» INSTRUCTIONS
**a.** Please print the part of the Liberia article that begins at the words "Iron ore has" and stops after "output rising annually.".
**b.** According to the Liberia article, why are many young people in Liberia vulnerable to gangsterism? Answer in one to three sentences.
**c.** Translate this sentence from the Liberia article into Spanish: "These findings are expected to draw $3bn in investment, with multinational corporations and local investors already in negotiations."

» TEXT SEGMENT

He said his officials could face the wrath of jobless young people if the matter relating to economic opportunities for youth is not addressed with urgency.

“They will come to our homes and offices,” the 80-year-old leader said Thursday during his second cabinet meeting of the year at the Executive Mansion in Monrovia..

“We need to create job. People have to be employed. If they are not employed we are in trouble.

“We have to pay attention to Youth Issues. Lot of young people have gone to schools, they have graduated, they have degrees and fighting to have a job. They don’t have job.”

With over 70% of Liberia’s population under the age of 35, the lack of viable economic opportunities has left many youths vulnerable to gangsterism, which offers not only a sense of belonging but also a means of economic survival, recent study shows

Authored by the Institute for Security Studies, the report shed light on the alarming rise of youth gangs in Liberia, attributing their formation to the remnants of civil war, economic decline, and the systemic social exclusion of a growing underclass.

Gangsterism is embedded in Liberia’s urban centres, particularly Monrovia, and is characterised by the use of violence to establish territorial control and undertake criminal activities such as theft, home invasions, extortion, arson, rape, drug trafficking and murder, it said.

 Mining as Game Changer

 The mining sector is attracting significant investment after discovering substantial mineral deposits. In January 2025, President Joseph Boakai announced that studies funded by China over five decades had confirmed uranium, lithium, cobalt, manganese and neodymium reserves. These findings are expected to draw $3bn in investment, with multinational corporations and local investors already in negotiations.

Iron ore remains dominant, with ArcelorMittal advancing its Phase II expansion project in the Nimba mountain range. Scheduled for commissioning in the fourth quarter of 2024, this development includes the construction of the country’s first iron ore concentration plant. The expansion is expected to raise production by 40% year on year in 2025, significantly improving export capacity.

China Union’s investment in the Bong Mines, located 150 km northeast of Monrovia, highlights continuing international interest in the sector. The company invested $2.6bn in 2008 and commenced iron ore shipments in 2014.

Liberia’s mining industry contributes around 15% to GDP and has rebounded significantly since the country’s devastating civil war ended in 2003. Traditionally focused on iron ore, gold and diamonds, the sector is expanding as discoveries of lithium, rare earths and other critical minerals attract fresh investment.

Iron ore has historically been the most significant mineral, with significant deposits concentrated in the Archaean belts of the northwest and central regions, notably in the Nimba Range, Bong Range, Wologizi Range and Bea Mountain. Since peace was restored, mining has steadily recovered, with iron ore production increasing and gold output rising annually.

A new wave of exploration is reshaping the country’s economic prospects. With vast untapped reserves of critical minerals, Liberia has the potential to strengthen its position in the global mining industry.

» Natural language descriptions of regions
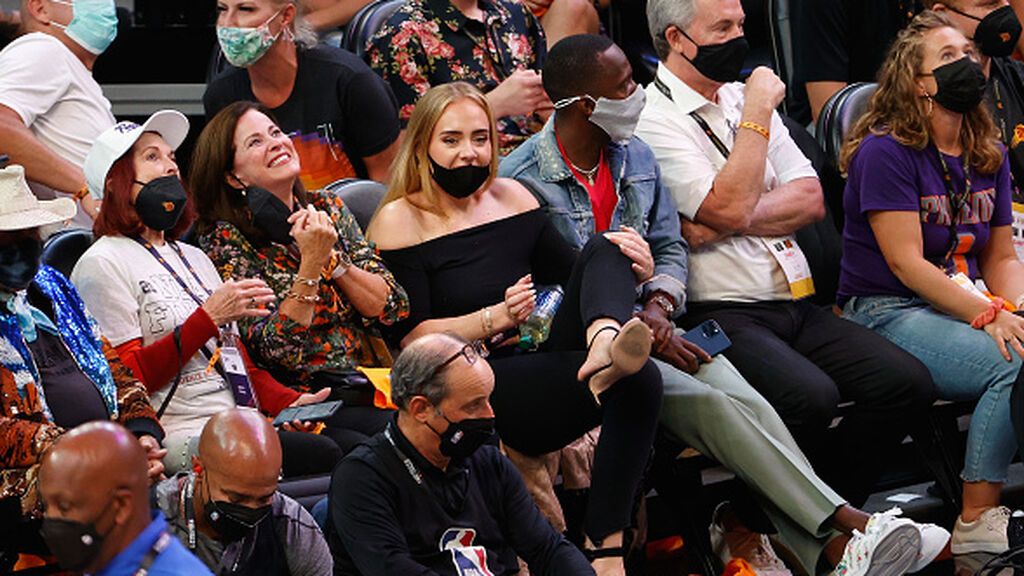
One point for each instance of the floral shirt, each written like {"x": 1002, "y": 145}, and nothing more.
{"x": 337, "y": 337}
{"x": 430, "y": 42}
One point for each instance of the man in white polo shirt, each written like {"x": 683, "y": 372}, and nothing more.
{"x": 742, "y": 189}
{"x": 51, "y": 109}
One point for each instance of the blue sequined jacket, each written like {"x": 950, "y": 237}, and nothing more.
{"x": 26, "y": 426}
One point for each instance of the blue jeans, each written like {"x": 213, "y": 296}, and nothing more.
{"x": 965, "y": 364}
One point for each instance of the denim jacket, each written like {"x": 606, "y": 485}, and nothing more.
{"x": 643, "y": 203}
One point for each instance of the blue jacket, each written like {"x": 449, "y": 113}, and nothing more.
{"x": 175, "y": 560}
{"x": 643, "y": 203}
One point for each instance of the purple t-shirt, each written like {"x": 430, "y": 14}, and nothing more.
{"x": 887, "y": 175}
==
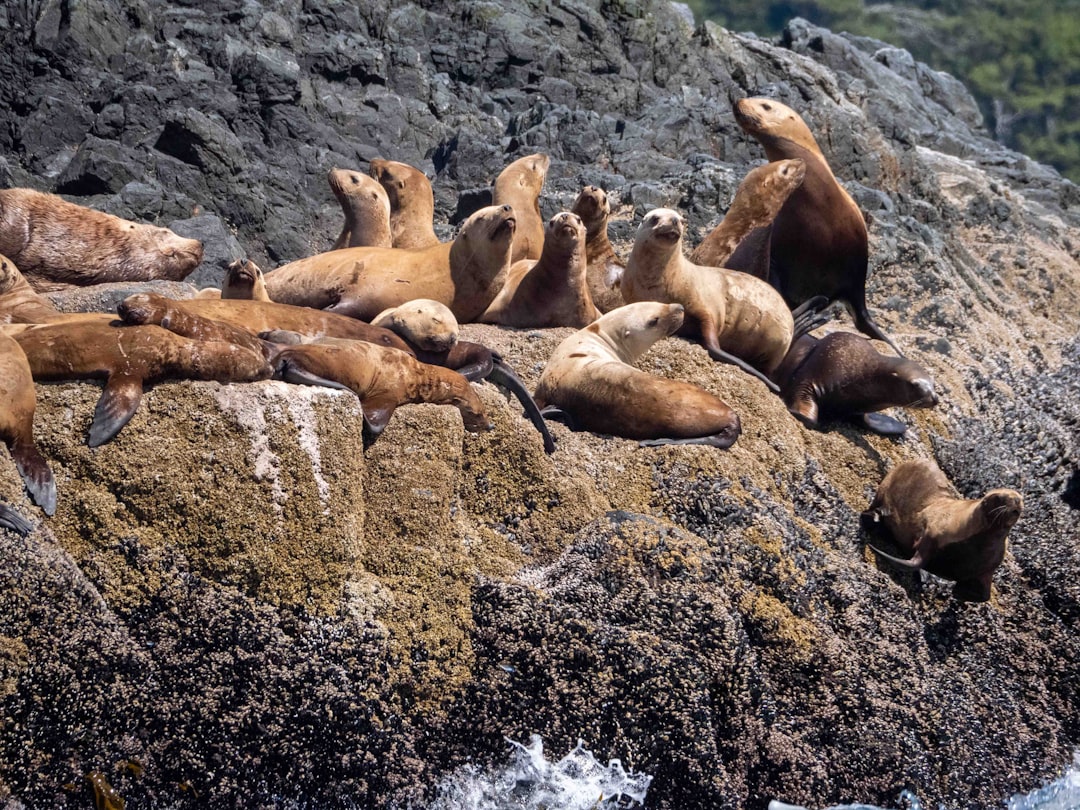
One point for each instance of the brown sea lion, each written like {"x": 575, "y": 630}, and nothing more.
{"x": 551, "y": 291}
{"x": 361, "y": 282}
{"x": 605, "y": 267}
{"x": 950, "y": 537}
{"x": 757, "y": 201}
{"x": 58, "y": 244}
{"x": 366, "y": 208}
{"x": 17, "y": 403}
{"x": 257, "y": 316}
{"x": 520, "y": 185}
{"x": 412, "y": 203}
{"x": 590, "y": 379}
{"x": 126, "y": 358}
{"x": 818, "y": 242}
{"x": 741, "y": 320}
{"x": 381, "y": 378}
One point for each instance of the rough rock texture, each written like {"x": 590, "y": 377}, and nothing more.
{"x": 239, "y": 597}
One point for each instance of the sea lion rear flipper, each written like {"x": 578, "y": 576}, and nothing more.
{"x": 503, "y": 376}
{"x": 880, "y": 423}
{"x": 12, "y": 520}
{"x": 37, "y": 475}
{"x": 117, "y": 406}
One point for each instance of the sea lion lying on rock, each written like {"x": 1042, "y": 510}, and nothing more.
==
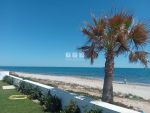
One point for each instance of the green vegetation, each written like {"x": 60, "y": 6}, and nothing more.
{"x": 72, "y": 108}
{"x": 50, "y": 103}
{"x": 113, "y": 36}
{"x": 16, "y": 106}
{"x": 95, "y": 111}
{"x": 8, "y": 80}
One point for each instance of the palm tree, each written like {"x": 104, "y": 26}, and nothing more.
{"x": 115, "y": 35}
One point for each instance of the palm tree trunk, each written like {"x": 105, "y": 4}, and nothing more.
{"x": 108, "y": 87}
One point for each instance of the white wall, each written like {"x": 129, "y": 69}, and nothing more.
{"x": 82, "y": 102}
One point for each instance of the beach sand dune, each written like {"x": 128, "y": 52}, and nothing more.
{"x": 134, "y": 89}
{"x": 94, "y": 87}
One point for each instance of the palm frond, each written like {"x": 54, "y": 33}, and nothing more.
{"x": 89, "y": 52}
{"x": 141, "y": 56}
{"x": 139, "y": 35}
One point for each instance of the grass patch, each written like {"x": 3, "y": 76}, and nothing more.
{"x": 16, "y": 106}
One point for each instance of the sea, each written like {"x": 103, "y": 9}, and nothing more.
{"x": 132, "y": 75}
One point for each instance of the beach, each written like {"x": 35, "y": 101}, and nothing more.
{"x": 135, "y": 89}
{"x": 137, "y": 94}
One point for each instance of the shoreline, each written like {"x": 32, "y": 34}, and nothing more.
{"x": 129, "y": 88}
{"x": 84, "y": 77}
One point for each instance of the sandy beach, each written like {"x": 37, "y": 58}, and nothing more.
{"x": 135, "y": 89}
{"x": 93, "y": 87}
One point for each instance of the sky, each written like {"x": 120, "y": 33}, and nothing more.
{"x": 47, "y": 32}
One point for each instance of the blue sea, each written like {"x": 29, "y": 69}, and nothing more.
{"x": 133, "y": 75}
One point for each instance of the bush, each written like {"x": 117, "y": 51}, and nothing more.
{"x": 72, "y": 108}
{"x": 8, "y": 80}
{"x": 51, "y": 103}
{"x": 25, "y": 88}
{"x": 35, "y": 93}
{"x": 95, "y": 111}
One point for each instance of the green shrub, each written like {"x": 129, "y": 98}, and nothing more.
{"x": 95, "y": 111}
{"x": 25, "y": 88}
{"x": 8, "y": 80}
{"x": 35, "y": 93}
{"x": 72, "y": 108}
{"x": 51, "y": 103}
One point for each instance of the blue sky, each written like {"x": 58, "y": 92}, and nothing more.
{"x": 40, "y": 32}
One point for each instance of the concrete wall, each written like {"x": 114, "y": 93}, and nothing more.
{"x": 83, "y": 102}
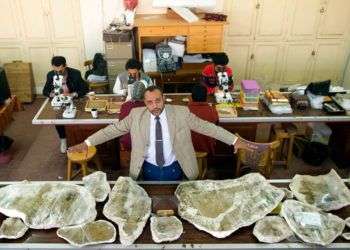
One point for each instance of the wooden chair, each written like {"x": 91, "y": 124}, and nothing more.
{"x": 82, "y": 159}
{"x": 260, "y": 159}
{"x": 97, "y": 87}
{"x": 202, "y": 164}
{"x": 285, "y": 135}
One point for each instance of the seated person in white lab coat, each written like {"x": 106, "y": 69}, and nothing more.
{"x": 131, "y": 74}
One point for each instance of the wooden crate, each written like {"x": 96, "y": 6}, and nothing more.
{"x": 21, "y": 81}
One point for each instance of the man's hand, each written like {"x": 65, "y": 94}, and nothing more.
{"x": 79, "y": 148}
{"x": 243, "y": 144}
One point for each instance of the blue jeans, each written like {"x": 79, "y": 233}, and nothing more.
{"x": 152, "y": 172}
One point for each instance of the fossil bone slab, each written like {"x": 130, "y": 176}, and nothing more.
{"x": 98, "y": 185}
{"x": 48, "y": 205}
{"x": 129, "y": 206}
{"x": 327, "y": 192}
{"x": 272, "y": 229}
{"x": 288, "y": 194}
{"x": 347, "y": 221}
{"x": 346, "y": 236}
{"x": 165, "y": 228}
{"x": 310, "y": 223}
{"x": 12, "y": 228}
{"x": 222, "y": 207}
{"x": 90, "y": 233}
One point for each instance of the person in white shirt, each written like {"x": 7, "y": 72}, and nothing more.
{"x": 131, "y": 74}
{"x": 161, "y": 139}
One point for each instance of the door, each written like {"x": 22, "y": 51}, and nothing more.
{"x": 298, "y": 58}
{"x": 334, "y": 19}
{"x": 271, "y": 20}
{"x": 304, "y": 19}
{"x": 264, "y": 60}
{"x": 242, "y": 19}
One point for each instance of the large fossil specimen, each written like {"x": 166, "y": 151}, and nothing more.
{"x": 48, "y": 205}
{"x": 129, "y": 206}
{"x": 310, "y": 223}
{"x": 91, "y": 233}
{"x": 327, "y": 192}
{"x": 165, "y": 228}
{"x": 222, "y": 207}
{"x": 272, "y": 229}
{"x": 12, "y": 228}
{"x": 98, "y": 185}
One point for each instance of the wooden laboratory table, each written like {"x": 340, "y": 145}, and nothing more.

» RESULTS OF THE EXERCISE
**a.**
Iron ore has historically been the most significant mineral, with significant deposits concentrated in the Archaean belts of the northwest and central regions, notably in the Nimba Range, Bong Range, Wologizi Range and Bea Mountain. Since peace was restored, mining has steadily recovered, with iron ore production increasing and gold output rising annually.

**b.** The lack of viable economic opportunities has left many youths vulnerable to gangsterism. Gangsterism offers them a sense of belonging and a means of economic survival.

**c.** Se espera que estos hallazgos atraigan 3.000 millones de dólares en inversiones, con corporaciones multinacionales e inversores locales ya en negociaciones.